• _Written instruction_
Repeat every entry word for word, skipping the pictures.

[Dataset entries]
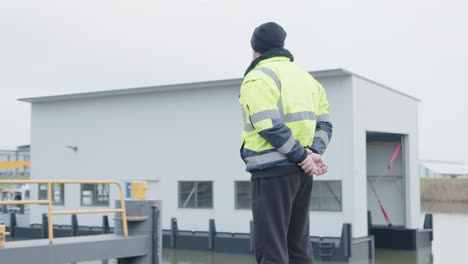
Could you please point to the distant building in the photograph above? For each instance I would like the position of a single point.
(184, 141)
(443, 169)
(7, 157)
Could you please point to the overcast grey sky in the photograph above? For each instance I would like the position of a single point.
(419, 47)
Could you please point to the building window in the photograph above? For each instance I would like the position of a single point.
(94, 194)
(243, 195)
(58, 193)
(195, 194)
(326, 196)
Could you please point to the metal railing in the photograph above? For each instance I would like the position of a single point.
(49, 201)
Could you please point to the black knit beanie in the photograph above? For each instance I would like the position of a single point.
(268, 36)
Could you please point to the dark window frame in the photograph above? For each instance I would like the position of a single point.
(42, 194)
(95, 192)
(339, 199)
(236, 201)
(195, 192)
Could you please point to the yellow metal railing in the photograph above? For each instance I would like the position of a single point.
(49, 201)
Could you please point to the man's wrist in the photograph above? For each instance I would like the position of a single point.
(303, 157)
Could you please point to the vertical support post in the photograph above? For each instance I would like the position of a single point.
(369, 220)
(124, 214)
(13, 224)
(174, 232)
(17, 159)
(211, 234)
(49, 214)
(74, 225)
(346, 239)
(105, 224)
(428, 224)
(252, 238)
(154, 235)
(44, 226)
(372, 247)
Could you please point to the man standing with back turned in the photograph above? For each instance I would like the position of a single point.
(286, 130)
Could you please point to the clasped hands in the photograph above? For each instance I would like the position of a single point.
(314, 164)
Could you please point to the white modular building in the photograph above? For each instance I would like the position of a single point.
(184, 141)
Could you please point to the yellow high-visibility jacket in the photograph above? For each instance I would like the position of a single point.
(285, 111)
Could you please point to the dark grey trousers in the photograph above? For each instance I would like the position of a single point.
(280, 207)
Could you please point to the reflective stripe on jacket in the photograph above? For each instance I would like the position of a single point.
(282, 105)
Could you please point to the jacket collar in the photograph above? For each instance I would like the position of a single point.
(273, 53)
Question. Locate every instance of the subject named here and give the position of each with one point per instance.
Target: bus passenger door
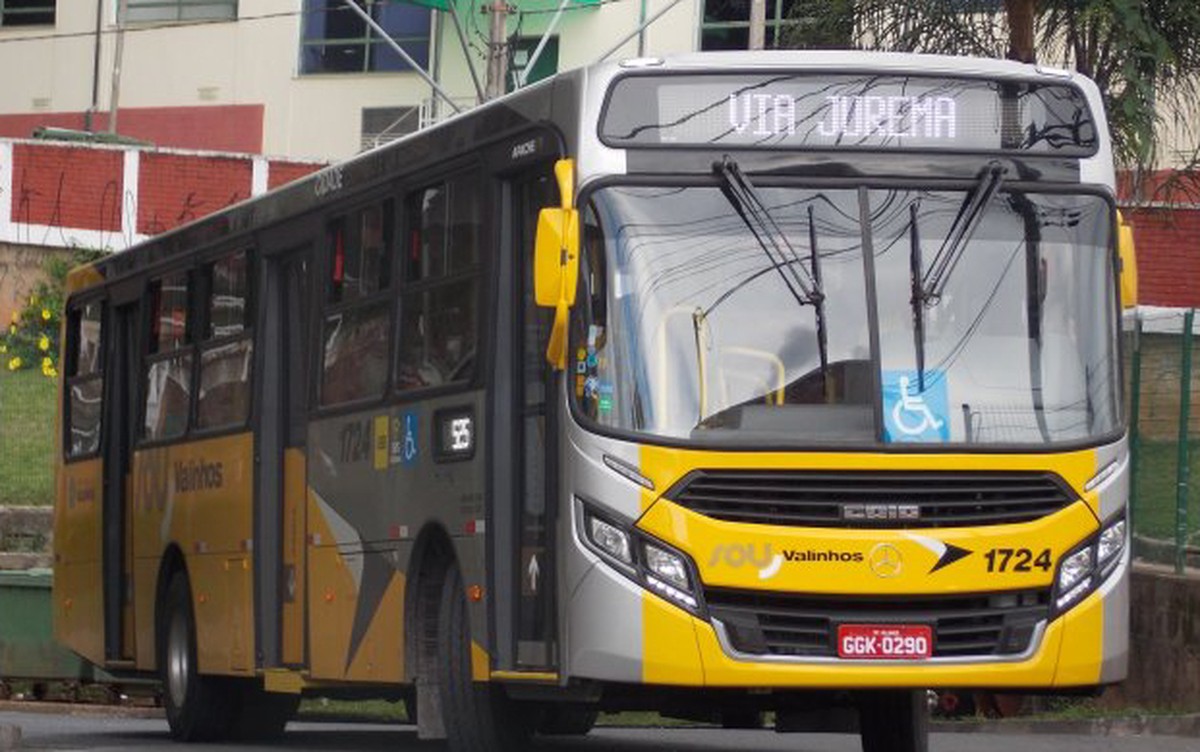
(280, 509)
(535, 428)
(120, 420)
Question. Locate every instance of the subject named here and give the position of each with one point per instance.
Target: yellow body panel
(78, 599)
(198, 495)
(670, 650)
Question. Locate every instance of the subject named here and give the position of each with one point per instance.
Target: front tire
(480, 717)
(198, 708)
(894, 721)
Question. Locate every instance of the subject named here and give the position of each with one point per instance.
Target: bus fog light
(1075, 569)
(667, 566)
(1111, 542)
(610, 539)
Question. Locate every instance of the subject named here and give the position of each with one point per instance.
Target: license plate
(886, 642)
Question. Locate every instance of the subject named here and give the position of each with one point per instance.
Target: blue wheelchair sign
(911, 414)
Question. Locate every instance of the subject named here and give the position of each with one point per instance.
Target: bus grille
(880, 499)
(977, 625)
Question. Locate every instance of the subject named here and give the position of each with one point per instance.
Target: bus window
(227, 353)
(169, 362)
(439, 299)
(358, 317)
(85, 380)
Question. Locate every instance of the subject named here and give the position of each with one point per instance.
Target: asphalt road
(118, 734)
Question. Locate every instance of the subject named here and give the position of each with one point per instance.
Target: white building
(303, 78)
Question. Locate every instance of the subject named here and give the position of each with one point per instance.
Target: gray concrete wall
(1164, 666)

• _Solved problem_
Could you please point to the distant building in the photograph above? For each instance I would like the position of a single point.
(184, 141)
(443, 169)
(7, 157)
Could you please point to the overcast grey sky in the photograph above? For each instance I would like the position of a single point.
(419, 47)
Could you please point to the building window in the photograph above? For each instance I would like the position of a single point.
(94, 194)
(243, 195)
(58, 193)
(195, 194)
(326, 196)
Could you please point to the metal railing in the photograph above? For each instance I would like the position of a single point.
(49, 201)
Could you please point to the black knit beanie in the photograph above? For each instance I would like the position of a single point.
(268, 36)
Could you please point to the dark window frame in the photograph above? For each instance I would like the position of a single point.
(42, 194)
(95, 192)
(339, 199)
(236, 201)
(195, 192)
Could you please point to the yellow metal railing in the photograph above? For each instance I would like the position of a single point.
(49, 201)
Could you please point to the man's wrist in the photograph above? For each instance I would like the position of a single point.
(303, 157)
Could you please point to the vertical support post in the photograph above? For each instance I would like the position of a single point.
(369, 220)
(124, 214)
(13, 224)
(174, 232)
(17, 159)
(211, 234)
(49, 214)
(74, 225)
(346, 239)
(105, 224)
(428, 224)
(252, 238)
(154, 235)
(44, 226)
(372, 247)
Could you please point to the man standing with back turned in the photograph above? For each instance I would like the position of a single point.
(286, 130)
Could you please point to the clasped hands in the photograph above? For each instance I would like the position of a single point.
(314, 164)
Could you please point to the white modular building in the photograph above? For each instance I would like the position of a single point.
(184, 141)
Could you please point to the yellow high-visibility jacket in the photograph above? For each instance I would like the position of a single point.
(285, 111)
Could you please point to the dark grey trousers in the photograph above? For each instance I would like the position of a single point.
(280, 207)
Could you please point to the reflective stripe on jacket in the photograph above? For each instance I would like the position of a single point.
(282, 105)
Could you please point to the jacket collar in the photograph above? For each instance I would like the position of a single point.
(273, 53)
Question. Locate every instance of the subject named here and give the position of each with one point per instance.
Target: bus passenger door
(280, 509)
(535, 428)
(120, 420)
Question. Locate every instance of the subject named here and give the position of each with one point per instance.
Target: yellow body panel
(78, 599)
(198, 495)
(670, 650)
Question. Locate every instance of the subject named here and give the position of each with one point per instance.
Target: front tire
(480, 717)
(198, 708)
(894, 721)
Question. Locate every instance of the subject named here and give the position of each with one point per instance.
Target: bus fog light
(1075, 569)
(667, 566)
(1111, 542)
(610, 539)
Question. Locate every instance of the subject named here and give the position of each with one point per instance.
Target: license plate
(886, 642)
Question. Locate every instance of the subject named here and give the position of each with one point per instance.
Target: blue wheelchair sign
(911, 414)
Question. Locate every instance of the subject named here and give the position of each with one point per instance.
Target: bus grille
(880, 499)
(977, 625)
Question. Locate every instance of the subject named here and give the position of each with one point per instance.
Target: bus window
(227, 353)
(169, 362)
(439, 299)
(358, 317)
(85, 380)
Question. Locate every instance of the subject named here and give the position of each with one point per instance.
Target: asphalt road
(118, 734)
Question. Locate every instance of the subject named here and give the position of each with one point per instance.
Target: white building
(303, 78)
Question. Locate every instance of the subject named here and give the position of each with one point per instance.
Target: gray concrete wall
(1164, 666)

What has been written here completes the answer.